TASK DETAILS ::
Can you carry the article on FERC restricting power plant sales to utilities forward from its last sentence?

FERC Restricts Power Plant Sales to Utilities
By Robert F. Shapiro
The Federal Energy Regulatory Commission is making it hard for franchised utilities in the United States to buy power plants from distressed independent power companies.
Two recent FERC orders show the difficulty that utilities are having getting approval for such transactions. The effect is to reduce the number of potential buyers for distressed assets. It is also a sign that FERC intends to keep fighting for a more robust competitive wholesale market in the face of an increasing trend toward reintegration of generation by franchised utilities.
Ever since Enron’s demise and the virtual collapse of spot market trading in many markets, merchant generating plants have become uneconomic. Seizing upon the opportunity to acquire independent generation at a bargain price or to salvage a bad investment in generation from their own unregulated affiliates, franchised utilities have sought to acquire new capacity from the market in order to add to their regulated rate bases.
FERC must approve acquisitions of certain power plants, distribution lines and other utility assets. Until a couple of months ago, utilities had successfully convinced FERC that their acquisitions were in the public interest. An example was FERC’s decision in 2003 to let PSI Energy, a regulated utility in Indiana, acquire two existing power plants in Ohio and Indiana from its unregulated affiliates. This trend appeared to dovetail with a national energy plan that narrowly failed to pass Congress in late November. The bill would have given franchised utilities the upper hand to place the needs of their captive customers over the needs of independent generators in the wholesale markets. Among other things, the bill offered vertically-integrated utilities the potential to manage their transmission systems to the detriment of their competitors.

DATA PROVIDED ::

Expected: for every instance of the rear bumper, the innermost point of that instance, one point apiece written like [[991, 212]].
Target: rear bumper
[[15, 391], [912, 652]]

THE ANSWER ::
Perhaps sensing that the bill’s failure to pass offered an opportunity to reinvigorate the effort to create workably competitive wholesale markets, FERC issued an order in late December that put franchised utilities on notice that it would view skeptically their efforts to acquire generating plants from their competitors. Most remarkable was a FERC decision to question an acquisition of a failing enterprise where the to-be-acquired power project was owned by a bankrupt independent power company. Even the US antitrust laws make an exception and let a strong player in the market acquire a competitor where the competitor is a “failing company.” The “failing company” doctrine is included in the Department of Justice/Federal Trade Commission 1992 horizontal merger guidelines that the commission adopted in its “merger policy statement” as the basic framework for evaluating the competitive effects of proposed mergers.
Oklahoma Gas & Electric
Oklahoma Gas & Electric, or “OG&E” sought to acquire the generating assets owned by an NRG Energy subsidiary called NRG McClain in Oklahoma. NRG McClain, like the NRG parent, had filed for bankruptcy, and OG&E was the winning bidder of a bankruptcy auction for the assets. As a vertically integrated utility, OG&E had captive customers and needed additional capacity to provide service to those customers. OG&E also had made a commitment in a settlement agreement with its state regulatory commission to acquire this amount of capacity within a specified time period or pay a penalty to its retail customers. The filing was opposed by several independent power producers.
FERC does a “competitive screen analysis” when asked to approve such transactions. This is a test to measure the effect of the proposed transaction on competition for wholesale electricity supply in the region where the power plant is located. This “competitive screen analysis” does not recognize that any portion of a utility’s generation must be used to serve its native load customers. OG&E’s study showed that the acquisition would lead to too much horizontal market concentration in certain time periods in certain markets. However, OG&E also presented evidence that there would be no impermissible market concentration if OG&E’s native load requirements were considered. OG&E proposed mitigation measures to increase transmission import capability that would take 18 months to complete.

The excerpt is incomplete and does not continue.